> **Task prompt**
In the article on meeting cancellations, how many national sales managers were expected at the Humana program in Green Bay?

> **Extract to read**
>>>

News of meeting cancellations, especially those scheduled for this week and next, populated the MIM (Meeting Industry Mall) listserve on Tuesday and Wednesday. As did offers of help and advice.
"We had a meeting scheduled to start on Thursday in San Diego that has been cancelled," says Diana Gentry, S&D Productions, Inc.
"We have another meeting scheduled next week for airline executives that might also be cancelled."
According to Karl Nybergh, CMP, Meeting Consultant, American Meetings and Conventions, Inc., "Lumberman's Corporation cancelled their meeting in Fort Lauderdale, Sept 13 to 15."
Chuck Lane, assistant vice president public relations and meeting services for Humana, said his firm cancelled a business program in Green Bay, Wis., for 138 national sales managers that was scheduled for Sept. 13 and 14. Since people were coming in from across the country, Lane said, his firm was concerned attendees would not be able to get flights to Green Bay, a small air service market, within the necessary time frame.
Luckily, Humana suffered no financial penalities whatsoever from any of their vendors. "They all said they didn't want to profit from this tragedy," said Lane, calling it "unbelievable," considering how the loss could hurt local vendors.
Industry attorney Tyra W. Hilliard, Sumner & Associates, P.C., Suwanee, Ga. , reassured planners who had to cancel. "If there ever were an example of a ‘,’ this is certainly it. This kind of event is exactly the reason that ‘force majeure/termination’ clauses are put into meetings . Also, hopefully groups have event cancellation insurance so they don't lose money on meetings that can't be held. Hotels have insurance, too. Insurance is what will hopefully make the fallout from this tragedy a financial break-even, if not a win/win, situation for people in our industry."
The news that the Marriott WTC in New York was leveled, and the Millenium Hilton also suffered damage related to the attack, horrified planners. "Shock and disbelief doesn't even begin to address how we are all feeling," says MIMlist list mistress Joan Eisenstodt. "If you knew people at those hotels, staff or guests, say prayers.. this is an incredible nightmare."
The MIM list showed not only an outpouring of support for those affected by the tragedies, but also served as an important communications vehicle for people around the country and the world. People in the New York City and Washington, D.C., areas volunteered to call local or e-mail loved ones when relatives across the country couldn’t get through. And many offered their homes to friends or colleagues who were stranded in strange cities.
The hospitality community was doing their part as well. Joe Sebestyen, president, International Association of Conference Centers (IACC) North America, sent the following e-mail to conference center members:
In response to the incidents in New York and Washington, DC, you may want to consider some of the following: Assistance Centers for friends or family members who were impacted and in need of counseling, bringing guests to Red Cross Centers for donating blood, re-stocking ATM machines for stranded guests who need money, providing more laundry services for stranded guests, flying flags at half mast, and refueling transportation vehicles.

<<<

[Source data]
>>>

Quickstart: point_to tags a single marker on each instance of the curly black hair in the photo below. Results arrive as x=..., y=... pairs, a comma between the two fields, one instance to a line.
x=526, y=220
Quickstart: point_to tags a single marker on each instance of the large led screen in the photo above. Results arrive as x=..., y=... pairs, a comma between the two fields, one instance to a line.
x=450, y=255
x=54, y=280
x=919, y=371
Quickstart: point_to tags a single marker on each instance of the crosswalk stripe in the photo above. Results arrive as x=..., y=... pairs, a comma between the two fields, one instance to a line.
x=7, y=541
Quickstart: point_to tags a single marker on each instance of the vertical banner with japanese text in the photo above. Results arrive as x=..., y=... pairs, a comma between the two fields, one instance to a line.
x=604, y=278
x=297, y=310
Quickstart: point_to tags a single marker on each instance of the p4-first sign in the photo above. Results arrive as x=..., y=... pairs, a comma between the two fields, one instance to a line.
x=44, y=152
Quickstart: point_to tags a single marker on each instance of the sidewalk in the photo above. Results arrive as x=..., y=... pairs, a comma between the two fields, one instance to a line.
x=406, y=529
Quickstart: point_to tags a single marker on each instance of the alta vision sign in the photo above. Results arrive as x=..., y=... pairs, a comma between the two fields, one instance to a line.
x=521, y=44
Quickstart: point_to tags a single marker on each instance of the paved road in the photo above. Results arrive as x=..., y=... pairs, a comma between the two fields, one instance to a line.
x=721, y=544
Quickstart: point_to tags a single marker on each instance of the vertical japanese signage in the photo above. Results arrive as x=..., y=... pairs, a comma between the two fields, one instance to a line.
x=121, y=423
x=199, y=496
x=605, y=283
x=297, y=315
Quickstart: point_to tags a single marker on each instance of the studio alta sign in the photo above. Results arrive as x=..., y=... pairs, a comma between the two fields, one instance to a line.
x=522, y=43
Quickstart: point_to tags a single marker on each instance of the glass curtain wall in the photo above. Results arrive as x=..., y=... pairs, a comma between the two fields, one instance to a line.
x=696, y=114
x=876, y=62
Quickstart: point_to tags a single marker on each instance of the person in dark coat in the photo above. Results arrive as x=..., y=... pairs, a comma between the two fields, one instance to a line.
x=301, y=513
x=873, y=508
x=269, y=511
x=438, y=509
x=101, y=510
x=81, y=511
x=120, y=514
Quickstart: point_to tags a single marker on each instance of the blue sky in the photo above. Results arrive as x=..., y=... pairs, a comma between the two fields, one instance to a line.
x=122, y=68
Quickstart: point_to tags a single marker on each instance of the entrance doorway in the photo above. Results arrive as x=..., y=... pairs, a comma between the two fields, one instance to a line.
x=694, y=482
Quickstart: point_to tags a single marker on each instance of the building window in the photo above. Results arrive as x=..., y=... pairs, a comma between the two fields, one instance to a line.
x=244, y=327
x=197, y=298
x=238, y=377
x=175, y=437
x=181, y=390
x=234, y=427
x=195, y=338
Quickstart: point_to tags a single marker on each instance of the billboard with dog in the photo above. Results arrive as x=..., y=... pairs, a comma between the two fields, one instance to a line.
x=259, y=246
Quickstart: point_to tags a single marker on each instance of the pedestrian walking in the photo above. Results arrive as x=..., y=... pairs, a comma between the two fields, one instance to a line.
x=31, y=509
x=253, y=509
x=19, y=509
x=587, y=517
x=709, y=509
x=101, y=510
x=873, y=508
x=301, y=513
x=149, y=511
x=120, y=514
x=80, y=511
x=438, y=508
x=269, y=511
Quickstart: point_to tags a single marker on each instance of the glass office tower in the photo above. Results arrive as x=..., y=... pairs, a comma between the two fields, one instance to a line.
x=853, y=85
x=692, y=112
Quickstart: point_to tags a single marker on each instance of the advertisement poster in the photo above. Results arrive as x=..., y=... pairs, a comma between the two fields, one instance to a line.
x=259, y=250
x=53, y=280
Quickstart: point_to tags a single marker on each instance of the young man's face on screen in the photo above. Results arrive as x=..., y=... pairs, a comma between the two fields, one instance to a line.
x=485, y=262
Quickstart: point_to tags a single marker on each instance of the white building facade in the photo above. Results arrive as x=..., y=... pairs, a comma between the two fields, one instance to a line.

<<<

> **Response below**
138 national sales managers.